Quote exactly, and only, the lines from the one with "of the yellow" through the end of the listing.

[BEGIN Data to process]

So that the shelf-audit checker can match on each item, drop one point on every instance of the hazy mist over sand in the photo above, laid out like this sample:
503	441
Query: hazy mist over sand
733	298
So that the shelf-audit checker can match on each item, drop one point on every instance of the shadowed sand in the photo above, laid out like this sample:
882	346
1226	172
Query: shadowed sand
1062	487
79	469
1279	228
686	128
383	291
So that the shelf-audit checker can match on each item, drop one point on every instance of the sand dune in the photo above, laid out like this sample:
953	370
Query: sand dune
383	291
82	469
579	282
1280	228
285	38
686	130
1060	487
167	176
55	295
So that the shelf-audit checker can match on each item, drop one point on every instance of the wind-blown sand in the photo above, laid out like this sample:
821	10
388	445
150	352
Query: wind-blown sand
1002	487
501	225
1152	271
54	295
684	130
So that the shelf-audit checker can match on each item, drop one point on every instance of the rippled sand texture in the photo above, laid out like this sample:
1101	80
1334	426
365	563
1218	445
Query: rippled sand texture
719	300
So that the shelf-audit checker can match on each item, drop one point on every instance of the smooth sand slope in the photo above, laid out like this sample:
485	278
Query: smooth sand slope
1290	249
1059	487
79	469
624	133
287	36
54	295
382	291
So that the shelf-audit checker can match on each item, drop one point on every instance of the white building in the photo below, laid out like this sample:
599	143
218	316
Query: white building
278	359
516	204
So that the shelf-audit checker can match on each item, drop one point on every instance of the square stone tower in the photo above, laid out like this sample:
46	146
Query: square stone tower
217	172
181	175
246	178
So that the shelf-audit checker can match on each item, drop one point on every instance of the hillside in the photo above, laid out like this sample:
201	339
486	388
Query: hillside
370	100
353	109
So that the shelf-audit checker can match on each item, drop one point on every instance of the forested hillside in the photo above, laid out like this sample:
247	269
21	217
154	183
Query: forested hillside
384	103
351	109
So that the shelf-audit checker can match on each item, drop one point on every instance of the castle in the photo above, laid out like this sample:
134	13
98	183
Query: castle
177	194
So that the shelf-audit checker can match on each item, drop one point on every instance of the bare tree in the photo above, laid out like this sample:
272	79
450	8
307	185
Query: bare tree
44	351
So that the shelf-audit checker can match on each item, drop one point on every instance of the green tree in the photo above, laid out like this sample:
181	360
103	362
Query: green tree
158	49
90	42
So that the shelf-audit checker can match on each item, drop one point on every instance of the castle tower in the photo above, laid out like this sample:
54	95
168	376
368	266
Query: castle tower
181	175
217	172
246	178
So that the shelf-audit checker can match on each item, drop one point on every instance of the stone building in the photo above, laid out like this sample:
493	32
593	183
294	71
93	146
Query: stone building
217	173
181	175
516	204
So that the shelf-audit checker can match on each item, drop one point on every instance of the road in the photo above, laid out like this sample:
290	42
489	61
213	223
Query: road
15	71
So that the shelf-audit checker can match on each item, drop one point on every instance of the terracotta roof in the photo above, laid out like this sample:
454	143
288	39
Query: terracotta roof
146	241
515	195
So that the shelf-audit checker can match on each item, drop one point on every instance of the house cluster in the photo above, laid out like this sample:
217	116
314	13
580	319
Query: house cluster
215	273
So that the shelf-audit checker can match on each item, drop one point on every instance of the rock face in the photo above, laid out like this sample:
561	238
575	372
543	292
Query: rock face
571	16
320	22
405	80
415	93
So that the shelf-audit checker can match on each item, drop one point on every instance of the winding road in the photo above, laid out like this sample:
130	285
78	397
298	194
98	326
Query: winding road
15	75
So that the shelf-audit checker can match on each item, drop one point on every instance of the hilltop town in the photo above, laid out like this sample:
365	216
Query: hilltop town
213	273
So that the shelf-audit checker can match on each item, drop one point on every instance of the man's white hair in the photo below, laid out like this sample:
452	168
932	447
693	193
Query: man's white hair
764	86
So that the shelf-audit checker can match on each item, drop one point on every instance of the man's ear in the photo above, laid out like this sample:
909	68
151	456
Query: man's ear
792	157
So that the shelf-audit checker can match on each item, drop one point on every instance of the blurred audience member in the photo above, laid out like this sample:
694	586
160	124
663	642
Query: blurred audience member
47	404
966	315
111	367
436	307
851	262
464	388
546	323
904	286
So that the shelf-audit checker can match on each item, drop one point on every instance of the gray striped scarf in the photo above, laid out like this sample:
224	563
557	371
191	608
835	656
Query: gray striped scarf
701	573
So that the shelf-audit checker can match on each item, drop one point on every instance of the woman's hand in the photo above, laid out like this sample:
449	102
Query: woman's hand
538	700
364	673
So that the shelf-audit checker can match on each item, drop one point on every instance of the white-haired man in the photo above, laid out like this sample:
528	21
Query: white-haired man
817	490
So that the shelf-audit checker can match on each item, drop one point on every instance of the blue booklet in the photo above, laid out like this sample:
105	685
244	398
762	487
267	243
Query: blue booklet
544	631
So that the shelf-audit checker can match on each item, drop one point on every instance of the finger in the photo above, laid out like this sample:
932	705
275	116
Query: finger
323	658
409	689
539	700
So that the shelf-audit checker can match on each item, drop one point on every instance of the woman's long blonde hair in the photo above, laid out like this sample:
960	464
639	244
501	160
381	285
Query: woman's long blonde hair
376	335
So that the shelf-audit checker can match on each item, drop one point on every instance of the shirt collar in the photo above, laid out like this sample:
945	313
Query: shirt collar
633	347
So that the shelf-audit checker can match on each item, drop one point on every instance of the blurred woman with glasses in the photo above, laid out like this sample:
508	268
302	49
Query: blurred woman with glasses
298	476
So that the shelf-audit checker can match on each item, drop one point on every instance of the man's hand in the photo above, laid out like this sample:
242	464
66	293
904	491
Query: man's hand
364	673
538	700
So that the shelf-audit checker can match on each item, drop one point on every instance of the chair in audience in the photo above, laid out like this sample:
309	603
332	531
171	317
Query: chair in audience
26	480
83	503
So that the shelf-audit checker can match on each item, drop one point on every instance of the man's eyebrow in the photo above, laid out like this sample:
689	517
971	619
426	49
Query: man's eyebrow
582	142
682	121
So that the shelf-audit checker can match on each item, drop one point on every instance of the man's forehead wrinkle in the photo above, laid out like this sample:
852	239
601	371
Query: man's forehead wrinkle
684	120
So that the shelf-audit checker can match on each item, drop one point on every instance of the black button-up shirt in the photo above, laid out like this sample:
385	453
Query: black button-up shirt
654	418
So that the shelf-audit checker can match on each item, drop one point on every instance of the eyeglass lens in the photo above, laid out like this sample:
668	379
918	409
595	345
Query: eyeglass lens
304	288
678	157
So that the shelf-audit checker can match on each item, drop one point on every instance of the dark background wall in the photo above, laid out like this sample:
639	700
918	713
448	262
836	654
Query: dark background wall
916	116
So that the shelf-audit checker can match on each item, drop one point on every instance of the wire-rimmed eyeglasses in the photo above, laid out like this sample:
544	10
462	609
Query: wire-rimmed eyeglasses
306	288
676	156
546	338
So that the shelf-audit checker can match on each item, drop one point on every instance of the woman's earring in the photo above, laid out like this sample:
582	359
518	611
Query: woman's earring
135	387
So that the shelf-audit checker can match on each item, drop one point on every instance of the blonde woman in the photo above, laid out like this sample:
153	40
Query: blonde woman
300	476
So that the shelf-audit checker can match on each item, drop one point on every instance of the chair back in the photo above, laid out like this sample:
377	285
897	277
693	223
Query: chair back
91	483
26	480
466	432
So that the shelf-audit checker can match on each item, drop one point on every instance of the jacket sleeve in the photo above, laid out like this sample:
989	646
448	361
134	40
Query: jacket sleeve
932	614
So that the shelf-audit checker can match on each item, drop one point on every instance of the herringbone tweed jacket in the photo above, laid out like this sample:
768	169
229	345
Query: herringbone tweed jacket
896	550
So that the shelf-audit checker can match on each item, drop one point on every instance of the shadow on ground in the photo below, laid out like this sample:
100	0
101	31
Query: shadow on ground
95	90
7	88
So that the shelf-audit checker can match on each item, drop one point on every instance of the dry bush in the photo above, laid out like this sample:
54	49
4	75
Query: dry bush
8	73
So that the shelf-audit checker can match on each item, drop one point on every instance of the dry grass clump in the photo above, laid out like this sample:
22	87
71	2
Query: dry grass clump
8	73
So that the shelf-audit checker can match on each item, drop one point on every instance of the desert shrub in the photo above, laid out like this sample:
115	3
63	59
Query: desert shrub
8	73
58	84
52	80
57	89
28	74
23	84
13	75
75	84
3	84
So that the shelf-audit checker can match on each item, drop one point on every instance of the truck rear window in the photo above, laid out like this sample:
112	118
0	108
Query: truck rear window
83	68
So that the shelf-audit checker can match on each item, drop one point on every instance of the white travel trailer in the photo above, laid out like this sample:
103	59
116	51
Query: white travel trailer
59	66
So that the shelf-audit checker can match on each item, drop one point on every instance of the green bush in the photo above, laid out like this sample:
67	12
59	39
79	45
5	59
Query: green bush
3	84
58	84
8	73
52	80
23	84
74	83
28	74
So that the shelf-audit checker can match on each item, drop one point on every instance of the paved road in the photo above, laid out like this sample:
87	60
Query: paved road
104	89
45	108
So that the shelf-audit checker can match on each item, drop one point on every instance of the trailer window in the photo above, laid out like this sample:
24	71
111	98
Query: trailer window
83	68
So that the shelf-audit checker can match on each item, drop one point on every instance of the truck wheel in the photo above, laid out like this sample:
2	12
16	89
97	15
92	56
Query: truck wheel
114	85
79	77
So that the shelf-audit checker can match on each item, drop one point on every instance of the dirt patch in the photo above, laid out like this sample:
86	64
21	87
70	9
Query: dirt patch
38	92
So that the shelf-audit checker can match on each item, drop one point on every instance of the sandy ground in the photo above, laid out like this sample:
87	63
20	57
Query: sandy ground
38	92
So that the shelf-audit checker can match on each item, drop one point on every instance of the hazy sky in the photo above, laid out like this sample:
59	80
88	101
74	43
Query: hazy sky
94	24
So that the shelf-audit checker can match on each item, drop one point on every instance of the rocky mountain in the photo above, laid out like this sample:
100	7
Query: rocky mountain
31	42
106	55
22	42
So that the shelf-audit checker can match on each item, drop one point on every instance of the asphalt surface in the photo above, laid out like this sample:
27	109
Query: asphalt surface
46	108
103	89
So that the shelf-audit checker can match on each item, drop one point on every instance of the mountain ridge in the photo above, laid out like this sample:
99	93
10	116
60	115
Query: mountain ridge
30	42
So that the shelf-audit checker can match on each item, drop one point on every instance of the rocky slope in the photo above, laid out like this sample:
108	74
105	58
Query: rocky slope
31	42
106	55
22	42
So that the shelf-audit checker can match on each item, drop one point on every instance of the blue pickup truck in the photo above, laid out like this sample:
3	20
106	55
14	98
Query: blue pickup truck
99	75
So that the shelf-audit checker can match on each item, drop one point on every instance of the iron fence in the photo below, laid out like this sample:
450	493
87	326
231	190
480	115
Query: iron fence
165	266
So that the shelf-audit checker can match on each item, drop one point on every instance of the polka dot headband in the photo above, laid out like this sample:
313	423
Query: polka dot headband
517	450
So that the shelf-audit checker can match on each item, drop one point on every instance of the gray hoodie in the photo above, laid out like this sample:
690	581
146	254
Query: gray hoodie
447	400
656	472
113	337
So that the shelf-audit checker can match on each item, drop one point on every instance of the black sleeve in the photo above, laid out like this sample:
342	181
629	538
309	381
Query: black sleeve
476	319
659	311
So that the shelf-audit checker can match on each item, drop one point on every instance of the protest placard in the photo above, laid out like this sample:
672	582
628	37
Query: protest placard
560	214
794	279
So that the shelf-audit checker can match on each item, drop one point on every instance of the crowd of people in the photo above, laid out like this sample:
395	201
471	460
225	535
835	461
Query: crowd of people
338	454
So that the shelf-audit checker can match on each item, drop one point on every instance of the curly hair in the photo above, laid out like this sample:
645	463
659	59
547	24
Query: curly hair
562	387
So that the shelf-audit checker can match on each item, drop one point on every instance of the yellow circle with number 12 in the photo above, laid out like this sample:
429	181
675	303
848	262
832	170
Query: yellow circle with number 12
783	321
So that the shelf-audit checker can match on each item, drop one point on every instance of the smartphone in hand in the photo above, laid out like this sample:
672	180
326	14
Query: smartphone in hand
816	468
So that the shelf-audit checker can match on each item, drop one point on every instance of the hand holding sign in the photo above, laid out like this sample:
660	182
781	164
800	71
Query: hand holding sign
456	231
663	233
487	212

[END Data to process]

Full answer —
So that the shelf-audit checker can match on each item, drop one point on every instance of the yellow circle with number 12 in the photo above, laid out like this sample:
429	181
675	303
848	262
832	170
Query: yellow circle with number 12
783	321
So that the shelf-audit checker can match on each item, drop one point on every instance of the smartphone in hand in the photo above, laid out like this sample:
672	180
326	14
Query: smartphone in hand
816	468
So that the shelf-audit checker can match on each item, drop one point on every instance of the hand holding sign in the photo above, laid out like this sample:
660	182
781	164
800	71
Query: hand holding sign
456	231
663	233
487	212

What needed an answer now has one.